◆ Exercise brief ◆
Your reply should hold exactly the lines from the one that contains "Where can the small" through the end of the data. Repeat them word for word.

[Opening Exercise input section]

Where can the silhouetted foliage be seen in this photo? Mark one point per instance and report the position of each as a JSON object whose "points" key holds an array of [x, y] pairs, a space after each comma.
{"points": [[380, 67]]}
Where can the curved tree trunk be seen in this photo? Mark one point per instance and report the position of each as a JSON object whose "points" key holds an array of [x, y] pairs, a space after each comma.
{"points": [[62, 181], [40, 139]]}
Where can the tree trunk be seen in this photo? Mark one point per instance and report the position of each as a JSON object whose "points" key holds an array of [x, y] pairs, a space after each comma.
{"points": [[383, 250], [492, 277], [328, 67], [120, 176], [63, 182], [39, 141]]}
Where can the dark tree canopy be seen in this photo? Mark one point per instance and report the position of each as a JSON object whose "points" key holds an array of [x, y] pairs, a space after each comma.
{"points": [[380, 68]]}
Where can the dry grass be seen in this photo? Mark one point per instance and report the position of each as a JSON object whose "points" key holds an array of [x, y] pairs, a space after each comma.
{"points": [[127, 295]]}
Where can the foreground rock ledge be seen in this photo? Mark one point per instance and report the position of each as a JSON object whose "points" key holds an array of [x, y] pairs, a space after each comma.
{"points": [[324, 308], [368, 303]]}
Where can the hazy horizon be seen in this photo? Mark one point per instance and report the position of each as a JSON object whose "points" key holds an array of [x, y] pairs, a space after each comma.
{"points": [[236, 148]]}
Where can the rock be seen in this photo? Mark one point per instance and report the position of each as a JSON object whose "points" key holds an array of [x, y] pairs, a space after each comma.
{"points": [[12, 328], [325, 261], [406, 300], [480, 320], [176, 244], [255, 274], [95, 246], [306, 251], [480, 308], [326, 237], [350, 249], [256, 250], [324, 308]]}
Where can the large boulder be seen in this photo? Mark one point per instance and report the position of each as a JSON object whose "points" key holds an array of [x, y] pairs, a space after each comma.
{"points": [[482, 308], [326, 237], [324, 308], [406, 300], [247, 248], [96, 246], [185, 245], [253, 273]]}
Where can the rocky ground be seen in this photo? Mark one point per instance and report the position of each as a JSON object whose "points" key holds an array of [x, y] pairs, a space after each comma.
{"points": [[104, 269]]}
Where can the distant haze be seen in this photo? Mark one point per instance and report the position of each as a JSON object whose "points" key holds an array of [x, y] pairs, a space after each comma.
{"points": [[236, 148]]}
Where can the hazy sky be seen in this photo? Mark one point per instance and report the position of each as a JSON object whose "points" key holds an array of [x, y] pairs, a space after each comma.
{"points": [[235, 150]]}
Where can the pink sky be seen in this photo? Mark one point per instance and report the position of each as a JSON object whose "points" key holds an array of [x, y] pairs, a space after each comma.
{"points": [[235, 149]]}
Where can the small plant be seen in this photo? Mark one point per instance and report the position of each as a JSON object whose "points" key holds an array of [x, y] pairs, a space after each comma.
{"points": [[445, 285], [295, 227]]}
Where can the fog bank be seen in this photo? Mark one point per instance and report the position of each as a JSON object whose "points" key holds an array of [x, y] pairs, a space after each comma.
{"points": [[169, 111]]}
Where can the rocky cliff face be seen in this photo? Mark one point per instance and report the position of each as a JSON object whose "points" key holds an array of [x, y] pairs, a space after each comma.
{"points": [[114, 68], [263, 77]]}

[Closing Exercise input section]

◆ Task answer ◆
Where can the small plant be seen in this photo? Mark one point per instance and report the position of each as a JSON object whose "points" key holds an array of [x, y] pairs, a space after each comma.
{"points": [[445, 285], [295, 227]]}
Where can the fog bank be seen in this photo? Mark one point per instance and report the position of each as a JSON object whose "points" key holds an array of [x, y] pairs, a space after each comma.
{"points": [[169, 111]]}
Where can the rocky cliff face be seen in this photo? Mark one point per instance and report the position of each as a JSON object whose "points" key holds an array of [x, y] pairs, a space after each comma.
{"points": [[114, 68], [263, 77]]}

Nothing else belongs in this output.